##### Trecho fornecido #####

Ato político
O “diabo” nunca
mostra sua verdadeira face feia e assustadora. Para atingir seus objetivos
macabros, normalmente o mal se apresenta com cara bonita ou com um repertório ou
receituário aparentemente benéfico. Assim, em nome de Deus e da virtude, a
humanidade praticou e ainda pratica as piores atrocidades. Em nome do
progresso, se joga nações inteiras no abismo do atraso. Em nome da liberdade ou
da suposta ameaça a ela, se aprisiona de diferentes modos legiões e legiões de
pessoas. Em nome da paz, se pratica as piores violências ou promove as guerras
mais mortíferas.
Abre o olho
Brasil, ainda dá tempo de escapar das garras “desses coisas ruins” que roubaram
o nosso país e já assinaram nossa sentença de sofrimento ou de morte. Quem sabe
faz a hora, não espera acontecer!

##### Dados armazenados #####

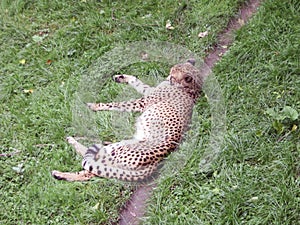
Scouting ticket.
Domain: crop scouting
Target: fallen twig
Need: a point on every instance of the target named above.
(10, 153)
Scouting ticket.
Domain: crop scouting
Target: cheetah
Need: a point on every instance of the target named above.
(166, 114)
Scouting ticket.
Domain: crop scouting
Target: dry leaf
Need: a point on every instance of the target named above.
(22, 61)
(241, 22)
(48, 62)
(169, 25)
(294, 128)
(203, 34)
(28, 91)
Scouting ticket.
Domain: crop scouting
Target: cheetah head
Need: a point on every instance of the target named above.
(188, 77)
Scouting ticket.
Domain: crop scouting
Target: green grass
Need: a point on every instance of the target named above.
(45, 47)
(256, 179)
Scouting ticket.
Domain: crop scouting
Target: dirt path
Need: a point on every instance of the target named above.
(135, 207)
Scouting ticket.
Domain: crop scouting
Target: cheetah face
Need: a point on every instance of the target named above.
(186, 76)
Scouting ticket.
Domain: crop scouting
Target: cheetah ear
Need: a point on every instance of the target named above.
(191, 61)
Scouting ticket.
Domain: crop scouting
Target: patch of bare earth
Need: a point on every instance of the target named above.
(135, 207)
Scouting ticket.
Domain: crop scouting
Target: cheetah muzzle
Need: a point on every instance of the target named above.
(166, 113)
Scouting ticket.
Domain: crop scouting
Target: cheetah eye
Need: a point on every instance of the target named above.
(188, 79)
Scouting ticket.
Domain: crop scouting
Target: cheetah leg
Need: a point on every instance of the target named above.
(128, 106)
(137, 84)
(80, 149)
(130, 161)
(83, 175)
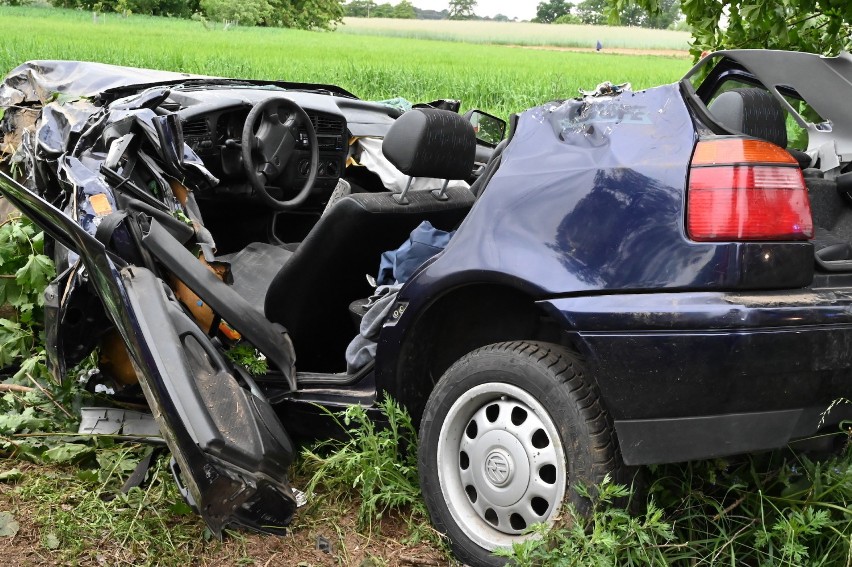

#####

▶ **Tarefas a realizar**:
1. Transcreva o trecho fornecido entre "Abre o olho" e "não espera acontecer!", inclusive.
2. Reproduza palavra por palavra todas as linhas dos dados armazenados, sem incluir as imagens.

▶ **Respostas por tarefa**:
1.
Abre o olho
Brasil, ainda dá tempo de escapar das garras “desses coisas ruins” que roubaram
o nosso país e já assinaram nossa sentença de sofrimento ou de morte. Quem sabe
faz a hora, não espera acontecer!

2.
Scouting ticket.
Domain: crop scouting
Target: fallen twig
Need: a point on every instance of the target named above.
(10, 153)
Scouting ticket.
Domain: crop scouting
Target: cheetah
Need: a point on every instance of the target named above.
(166, 114)
Scouting ticket.
Domain: crop scouting
Target: dry leaf
Need: a point on every instance of the target named above.
(22, 61)
(241, 22)
(48, 62)
(169, 25)
(294, 128)
(203, 34)
(28, 91)
Scouting ticket.
Domain: crop scouting
Target: cheetah head
Need: a point on every instance of the target named above.
(188, 77)
Scouting ticket.
Domain: crop scouting
Target: green grass
Need: a point on every instance of the target named above.
(45, 47)
(256, 179)
Scouting ticket.
Domain: crop scouting
Target: dirt path
Need: a point on every instance of the target named above.
(135, 207)
Scouting ticket.
Domain: crop scouting
Target: cheetah face
Need: a point on every instance of the target named above.
(186, 76)
Scouting ticket.
Domain: crop scouting
Target: cheetah ear
Need: a point on every instance of the target named above.
(191, 61)
Scouting ticket.
Domain: crop scouting
Target: patch of bare earth
Need: a point on every instance of the target named above.
(135, 207)
Scouting ticket.
Domain: crop scouting
Target: cheetah muzzle
Need: a point on every instance of the target named above.
(166, 113)
Scouting ticket.
Domain: crop scouting
Target: cheetah eye
Need: a point on every instance of the target named above.
(188, 79)
Scouting ticket.
Domain: crop scouting
Target: cheetah leg
Need: a point on every instance of the target named above.
(128, 106)
(137, 84)
(80, 149)
(130, 161)
(83, 175)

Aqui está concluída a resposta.